START THE DATA
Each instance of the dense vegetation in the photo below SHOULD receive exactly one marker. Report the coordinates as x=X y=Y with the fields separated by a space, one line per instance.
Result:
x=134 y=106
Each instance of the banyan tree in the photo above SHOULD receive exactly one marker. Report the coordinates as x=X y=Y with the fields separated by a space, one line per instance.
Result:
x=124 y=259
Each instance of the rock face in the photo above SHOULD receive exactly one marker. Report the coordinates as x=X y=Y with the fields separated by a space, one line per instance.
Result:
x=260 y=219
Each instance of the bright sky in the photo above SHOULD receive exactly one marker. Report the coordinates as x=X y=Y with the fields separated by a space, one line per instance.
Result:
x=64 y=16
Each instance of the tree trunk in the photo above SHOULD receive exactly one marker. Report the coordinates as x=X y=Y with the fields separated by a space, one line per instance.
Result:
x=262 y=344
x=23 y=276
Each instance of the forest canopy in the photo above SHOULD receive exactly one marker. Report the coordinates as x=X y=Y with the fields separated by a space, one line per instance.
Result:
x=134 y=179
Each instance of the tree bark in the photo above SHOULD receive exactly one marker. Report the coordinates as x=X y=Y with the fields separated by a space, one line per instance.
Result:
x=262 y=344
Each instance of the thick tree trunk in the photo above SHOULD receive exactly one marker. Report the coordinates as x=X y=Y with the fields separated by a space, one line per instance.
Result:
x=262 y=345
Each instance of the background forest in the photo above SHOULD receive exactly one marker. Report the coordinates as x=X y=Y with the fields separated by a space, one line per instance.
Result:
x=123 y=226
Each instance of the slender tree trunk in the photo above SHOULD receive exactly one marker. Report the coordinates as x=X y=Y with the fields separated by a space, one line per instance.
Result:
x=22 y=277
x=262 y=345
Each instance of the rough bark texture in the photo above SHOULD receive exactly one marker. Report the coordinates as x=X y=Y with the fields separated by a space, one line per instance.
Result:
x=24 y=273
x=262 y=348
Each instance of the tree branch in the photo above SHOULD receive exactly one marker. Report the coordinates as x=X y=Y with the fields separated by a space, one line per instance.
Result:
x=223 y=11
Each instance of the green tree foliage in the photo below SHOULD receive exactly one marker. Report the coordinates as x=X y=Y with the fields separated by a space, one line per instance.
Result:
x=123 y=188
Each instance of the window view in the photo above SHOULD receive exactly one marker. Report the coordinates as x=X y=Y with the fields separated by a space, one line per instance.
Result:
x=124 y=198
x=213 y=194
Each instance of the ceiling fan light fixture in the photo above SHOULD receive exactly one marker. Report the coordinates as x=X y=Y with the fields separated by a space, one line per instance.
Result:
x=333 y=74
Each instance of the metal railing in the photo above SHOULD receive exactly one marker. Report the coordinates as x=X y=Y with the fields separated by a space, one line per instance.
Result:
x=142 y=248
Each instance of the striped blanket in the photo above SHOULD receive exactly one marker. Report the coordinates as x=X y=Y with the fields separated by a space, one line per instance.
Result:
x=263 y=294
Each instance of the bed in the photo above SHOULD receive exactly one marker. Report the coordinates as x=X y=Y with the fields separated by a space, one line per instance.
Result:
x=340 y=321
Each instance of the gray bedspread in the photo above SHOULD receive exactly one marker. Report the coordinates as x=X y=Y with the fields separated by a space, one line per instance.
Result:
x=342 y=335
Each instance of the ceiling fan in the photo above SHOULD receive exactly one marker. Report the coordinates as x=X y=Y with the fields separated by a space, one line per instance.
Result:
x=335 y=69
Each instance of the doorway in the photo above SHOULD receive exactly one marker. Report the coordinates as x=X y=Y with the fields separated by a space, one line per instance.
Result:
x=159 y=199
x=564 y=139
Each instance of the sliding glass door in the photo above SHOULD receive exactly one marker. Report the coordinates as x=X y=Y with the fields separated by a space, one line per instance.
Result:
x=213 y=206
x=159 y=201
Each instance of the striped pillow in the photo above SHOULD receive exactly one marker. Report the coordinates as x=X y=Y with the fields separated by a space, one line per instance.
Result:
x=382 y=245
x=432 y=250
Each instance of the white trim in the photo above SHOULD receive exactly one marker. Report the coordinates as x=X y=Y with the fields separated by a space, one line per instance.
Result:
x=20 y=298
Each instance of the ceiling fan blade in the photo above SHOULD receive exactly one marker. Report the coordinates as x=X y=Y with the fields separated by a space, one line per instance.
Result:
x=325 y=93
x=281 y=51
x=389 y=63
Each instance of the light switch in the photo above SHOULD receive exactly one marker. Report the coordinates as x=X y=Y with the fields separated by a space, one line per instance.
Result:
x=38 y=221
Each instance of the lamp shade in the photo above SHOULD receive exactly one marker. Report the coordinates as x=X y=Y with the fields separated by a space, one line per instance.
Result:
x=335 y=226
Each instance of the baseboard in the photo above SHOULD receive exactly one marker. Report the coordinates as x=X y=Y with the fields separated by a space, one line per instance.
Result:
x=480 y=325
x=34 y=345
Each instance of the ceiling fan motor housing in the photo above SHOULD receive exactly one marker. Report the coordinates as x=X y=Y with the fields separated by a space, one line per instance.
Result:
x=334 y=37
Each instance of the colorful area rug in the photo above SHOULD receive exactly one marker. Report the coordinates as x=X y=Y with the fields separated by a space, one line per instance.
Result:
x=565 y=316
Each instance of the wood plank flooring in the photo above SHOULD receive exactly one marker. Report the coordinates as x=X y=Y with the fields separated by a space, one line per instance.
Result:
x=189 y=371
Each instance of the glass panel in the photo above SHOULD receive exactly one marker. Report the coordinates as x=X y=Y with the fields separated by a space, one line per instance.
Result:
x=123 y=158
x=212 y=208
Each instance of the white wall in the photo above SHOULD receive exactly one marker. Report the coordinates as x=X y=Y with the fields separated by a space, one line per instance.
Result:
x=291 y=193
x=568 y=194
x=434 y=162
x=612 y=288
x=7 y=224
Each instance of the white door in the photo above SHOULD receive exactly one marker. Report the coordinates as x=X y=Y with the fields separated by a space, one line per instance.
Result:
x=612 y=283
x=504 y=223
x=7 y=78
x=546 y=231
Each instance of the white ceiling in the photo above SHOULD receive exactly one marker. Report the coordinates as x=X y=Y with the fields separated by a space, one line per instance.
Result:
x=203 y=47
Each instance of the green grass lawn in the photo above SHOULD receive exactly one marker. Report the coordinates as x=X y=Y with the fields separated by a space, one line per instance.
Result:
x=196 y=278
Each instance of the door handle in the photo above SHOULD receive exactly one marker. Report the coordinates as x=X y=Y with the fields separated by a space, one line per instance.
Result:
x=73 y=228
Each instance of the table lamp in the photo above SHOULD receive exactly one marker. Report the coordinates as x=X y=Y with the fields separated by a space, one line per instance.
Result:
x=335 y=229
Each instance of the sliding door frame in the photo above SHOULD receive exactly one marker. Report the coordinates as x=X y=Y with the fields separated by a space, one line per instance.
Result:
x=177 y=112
END THE DATA
• TASK INSTRUCTIONS
Across the data above, count the lines that include the word "lamp", and respond with the number alone.

• ANSWER BOX
2